*Written problem*.
Output only the lines from the line holding "Question. The picture above shows the shadow" through the close of the records, exactly as they appear, with all pictures omitted.

*Provided information*.
▶

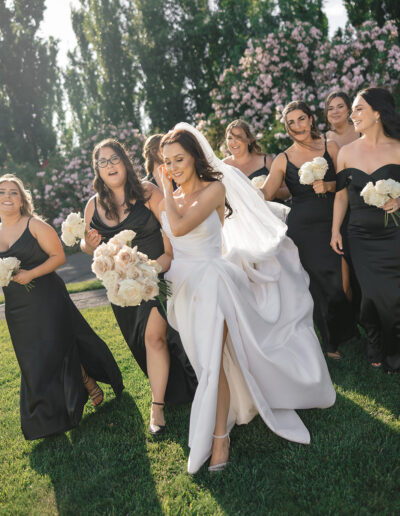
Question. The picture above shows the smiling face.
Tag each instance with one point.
(237, 141)
(337, 112)
(363, 116)
(10, 198)
(298, 124)
(114, 172)
(179, 163)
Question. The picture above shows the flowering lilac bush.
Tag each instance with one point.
(66, 186)
(298, 63)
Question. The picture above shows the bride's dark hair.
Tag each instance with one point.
(133, 188)
(203, 169)
(382, 100)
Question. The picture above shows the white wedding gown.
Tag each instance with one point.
(272, 357)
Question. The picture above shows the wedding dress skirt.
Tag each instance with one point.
(272, 357)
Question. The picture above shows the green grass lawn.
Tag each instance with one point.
(109, 465)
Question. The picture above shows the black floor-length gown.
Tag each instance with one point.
(51, 340)
(132, 320)
(375, 252)
(310, 227)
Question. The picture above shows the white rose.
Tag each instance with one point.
(102, 264)
(259, 181)
(394, 189)
(320, 166)
(130, 292)
(367, 192)
(382, 187)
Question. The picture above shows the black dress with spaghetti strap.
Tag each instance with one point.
(310, 226)
(132, 320)
(51, 340)
(375, 252)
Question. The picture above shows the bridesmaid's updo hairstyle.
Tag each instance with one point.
(334, 95)
(299, 104)
(253, 145)
(27, 208)
(382, 100)
(151, 153)
(133, 188)
(203, 169)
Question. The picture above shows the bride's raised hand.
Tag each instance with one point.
(166, 180)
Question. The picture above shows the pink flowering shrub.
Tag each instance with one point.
(297, 63)
(66, 187)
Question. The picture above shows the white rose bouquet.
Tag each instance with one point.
(314, 170)
(9, 267)
(72, 229)
(128, 275)
(258, 181)
(379, 193)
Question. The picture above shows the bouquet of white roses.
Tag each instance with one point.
(258, 181)
(379, 193)
(72, 229)
(314, 170)
(128, 275)
(9, 267)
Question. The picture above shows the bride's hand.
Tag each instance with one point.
(166, 180)
(337, 243)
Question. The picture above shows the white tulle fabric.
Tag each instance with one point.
(249, 275)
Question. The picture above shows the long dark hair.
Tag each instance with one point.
(133, 188)
(151, 153)
(382, 100)
(335, 95)
(253, 145)
(299, 104)
(203, 169)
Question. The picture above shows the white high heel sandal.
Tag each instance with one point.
(222, 465)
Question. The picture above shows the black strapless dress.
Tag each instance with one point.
(375, 252)
(51, 340)
(310, 227)
(132, 320)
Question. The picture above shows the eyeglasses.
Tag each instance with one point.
(114, 160)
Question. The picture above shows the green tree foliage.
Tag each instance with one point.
(29, 84)
(102, 78)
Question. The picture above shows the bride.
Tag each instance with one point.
(245, 318)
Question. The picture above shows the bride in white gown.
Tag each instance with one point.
(239, 294)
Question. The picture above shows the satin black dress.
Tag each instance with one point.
(132, 320)
(51, 340)
(310, 226)
(375, 252)
(263, 171)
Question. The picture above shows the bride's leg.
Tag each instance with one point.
(158, 360)
(220, 450)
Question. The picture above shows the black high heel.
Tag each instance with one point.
(157, 429)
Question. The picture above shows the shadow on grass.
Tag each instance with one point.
(103, 466)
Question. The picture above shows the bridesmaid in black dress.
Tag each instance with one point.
(123, 202)
(374, 248)
(309, 224)
(247, 156)
(53, 343)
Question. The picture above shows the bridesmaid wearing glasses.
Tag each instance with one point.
(374, 246)
(124, 202)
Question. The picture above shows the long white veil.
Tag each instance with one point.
(255, 230)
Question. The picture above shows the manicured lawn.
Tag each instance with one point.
(108, 465)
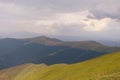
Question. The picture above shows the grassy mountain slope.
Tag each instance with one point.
(105, 67)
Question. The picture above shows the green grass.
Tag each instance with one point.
(106, 67)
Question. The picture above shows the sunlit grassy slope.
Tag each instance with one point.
(106, 67)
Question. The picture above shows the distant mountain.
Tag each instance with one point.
(43, 40)
(48, 51)
(105, 67)
(111, 43)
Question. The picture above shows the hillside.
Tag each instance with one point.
(105, 67)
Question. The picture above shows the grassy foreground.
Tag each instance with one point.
(105, 67)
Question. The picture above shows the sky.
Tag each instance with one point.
(78, 19)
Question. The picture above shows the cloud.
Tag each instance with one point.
(61, 17)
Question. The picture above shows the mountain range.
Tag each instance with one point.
(105, 67)
(49, 51)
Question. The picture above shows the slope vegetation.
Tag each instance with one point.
(106, 67)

◀

*The answer*.
Question. The picture above shows the shadow on grass.
Tag each instance with one point.
(103, 466)
Question. The picture above shows the bridesmaid in black dress.
Tag each instance with one point.
(123, 202)
(374, 248)
(309, 224)
(247, 156)
(53, 343)
Question. The picture above shows the bridesmaid wearing glasses.
Tag each instance with one point.
(374, 246)
(124, 202)
Question. The picture above shows the long white veil.
Tag each instance with one point.
(255, 230)
Question. The picture above shows the manicured lawn.
Tag each instance with one point.
(108, 465)
Question. The picture above shows the grassy mountain slope.
Tag each instance with one point.
(105, 67)
Question. The picture above shows the green grass.
Tag each instance with one point.
(106, 67)
Question. The picture above shows the sunlit grassy slope.
Tag each instance with one point.
(106, 67)
Question. The picture above shows the distant mountain.
Tag each instance with one point.
(43, 40)
(48, 51)
(105, 67)
(111, 43)
Question. The picture above shows the hillside.
Tag each instance with one point.
(105, 67)
Question. The picture above shows the grassy foreground.
Tag each instance with one point.
(105, 67)
Question. The picture above shows the sky.
Tag each instance with one point.
(78, 19)
Question. The picture above shows the cloud.
Tag each instance with one point.
(61, 17)
Question. The picture above shows the mountain range.
Tag each instance with one point.
(105, 67)
(49, 51)
Question. The picture above shows the slope vegetation.
Tag each instance with one point.
(106, 67)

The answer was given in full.